> **GIVEN REQUEST**
Show each line in the entries below that contains the word "green". Copy every such line in full.

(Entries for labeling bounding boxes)
○ ○ ○ ○

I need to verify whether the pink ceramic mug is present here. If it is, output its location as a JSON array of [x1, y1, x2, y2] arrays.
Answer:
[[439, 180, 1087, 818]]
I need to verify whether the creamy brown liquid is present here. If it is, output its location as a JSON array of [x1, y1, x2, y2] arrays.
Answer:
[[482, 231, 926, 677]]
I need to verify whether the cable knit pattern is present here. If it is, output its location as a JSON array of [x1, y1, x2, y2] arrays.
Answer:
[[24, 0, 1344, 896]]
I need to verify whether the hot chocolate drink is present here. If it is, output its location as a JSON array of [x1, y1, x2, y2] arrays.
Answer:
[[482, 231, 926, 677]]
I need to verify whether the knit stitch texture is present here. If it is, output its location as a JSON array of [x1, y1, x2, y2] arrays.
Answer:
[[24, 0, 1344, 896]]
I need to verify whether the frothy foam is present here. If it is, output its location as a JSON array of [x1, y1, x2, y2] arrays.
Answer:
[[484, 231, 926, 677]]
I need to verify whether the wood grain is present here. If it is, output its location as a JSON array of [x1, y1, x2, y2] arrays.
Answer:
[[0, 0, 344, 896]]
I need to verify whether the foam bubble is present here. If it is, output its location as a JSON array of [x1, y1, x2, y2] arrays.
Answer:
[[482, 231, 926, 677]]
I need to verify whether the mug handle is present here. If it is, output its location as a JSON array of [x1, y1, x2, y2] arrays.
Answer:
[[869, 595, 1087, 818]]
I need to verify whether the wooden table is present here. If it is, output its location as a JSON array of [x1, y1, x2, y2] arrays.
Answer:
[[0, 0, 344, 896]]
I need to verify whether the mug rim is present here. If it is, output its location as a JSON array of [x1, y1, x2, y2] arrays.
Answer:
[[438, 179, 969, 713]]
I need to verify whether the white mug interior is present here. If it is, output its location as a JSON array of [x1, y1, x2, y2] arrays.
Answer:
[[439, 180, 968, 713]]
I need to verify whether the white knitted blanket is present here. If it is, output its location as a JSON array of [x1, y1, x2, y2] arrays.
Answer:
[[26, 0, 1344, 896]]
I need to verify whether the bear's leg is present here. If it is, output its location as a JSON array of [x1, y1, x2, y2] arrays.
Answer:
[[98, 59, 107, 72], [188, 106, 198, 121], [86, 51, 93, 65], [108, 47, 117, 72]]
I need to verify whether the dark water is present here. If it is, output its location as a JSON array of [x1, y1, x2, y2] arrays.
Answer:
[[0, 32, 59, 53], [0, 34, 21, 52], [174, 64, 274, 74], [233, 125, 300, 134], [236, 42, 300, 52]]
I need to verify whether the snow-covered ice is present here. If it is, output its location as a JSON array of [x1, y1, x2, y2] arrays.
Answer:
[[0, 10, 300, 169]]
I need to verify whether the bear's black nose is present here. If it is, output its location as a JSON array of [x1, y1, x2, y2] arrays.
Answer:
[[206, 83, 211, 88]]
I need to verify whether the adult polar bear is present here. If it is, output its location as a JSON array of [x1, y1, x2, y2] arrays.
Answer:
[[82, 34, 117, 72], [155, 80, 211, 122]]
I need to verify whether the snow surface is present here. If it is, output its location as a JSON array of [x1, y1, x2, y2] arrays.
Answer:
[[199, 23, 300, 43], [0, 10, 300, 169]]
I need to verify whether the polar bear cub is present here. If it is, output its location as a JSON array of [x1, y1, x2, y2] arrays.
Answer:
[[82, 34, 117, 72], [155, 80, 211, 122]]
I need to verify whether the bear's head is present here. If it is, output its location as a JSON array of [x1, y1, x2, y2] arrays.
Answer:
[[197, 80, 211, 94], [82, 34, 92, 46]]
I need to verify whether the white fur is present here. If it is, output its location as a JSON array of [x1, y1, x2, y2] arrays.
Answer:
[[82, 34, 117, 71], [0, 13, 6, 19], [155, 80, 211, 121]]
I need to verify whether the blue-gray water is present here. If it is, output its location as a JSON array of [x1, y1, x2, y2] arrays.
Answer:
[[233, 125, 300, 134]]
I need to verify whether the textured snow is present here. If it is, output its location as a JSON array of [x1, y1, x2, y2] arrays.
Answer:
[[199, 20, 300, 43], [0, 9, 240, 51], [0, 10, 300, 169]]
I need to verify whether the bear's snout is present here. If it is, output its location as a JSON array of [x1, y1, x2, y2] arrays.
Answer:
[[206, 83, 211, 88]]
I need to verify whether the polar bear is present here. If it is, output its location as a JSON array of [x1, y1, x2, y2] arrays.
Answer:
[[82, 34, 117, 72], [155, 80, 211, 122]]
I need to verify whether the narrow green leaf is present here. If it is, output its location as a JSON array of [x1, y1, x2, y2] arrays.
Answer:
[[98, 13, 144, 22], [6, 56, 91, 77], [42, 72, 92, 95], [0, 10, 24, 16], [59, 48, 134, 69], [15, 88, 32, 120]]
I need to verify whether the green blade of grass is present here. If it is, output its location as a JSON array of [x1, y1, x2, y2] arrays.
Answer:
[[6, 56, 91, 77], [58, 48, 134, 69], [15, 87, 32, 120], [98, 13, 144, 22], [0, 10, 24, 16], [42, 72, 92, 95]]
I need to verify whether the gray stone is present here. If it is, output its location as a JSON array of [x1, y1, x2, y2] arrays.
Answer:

○ ○ ○ ○

> **ANSWER BELOW**
I need to verify whether the narrow green leaf is present here. If it is, output its location as a JSON array of [x1, y1, x2, y2] arrays.
I need to verify whether the green blade of grass is present here. If it is, output its location as a JSON array of [x1, y1, x2, y2] arrays.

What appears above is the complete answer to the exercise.